┏━━
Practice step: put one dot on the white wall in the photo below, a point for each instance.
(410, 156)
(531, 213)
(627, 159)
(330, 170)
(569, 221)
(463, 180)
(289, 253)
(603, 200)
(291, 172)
┗━━
• REQUIRED WORK
All of the data above needs to be retyped exactly, with each line as it stands.

• COMPLETED TASK
Practice step: put one dot on the white wall in the photo below, a point for each instance.
(410, 156)
(531, 213)
(627, 159)
(330, 170)
(569, 221)
(463, 180)
(289, 253)
(603, 200)
(291, 172)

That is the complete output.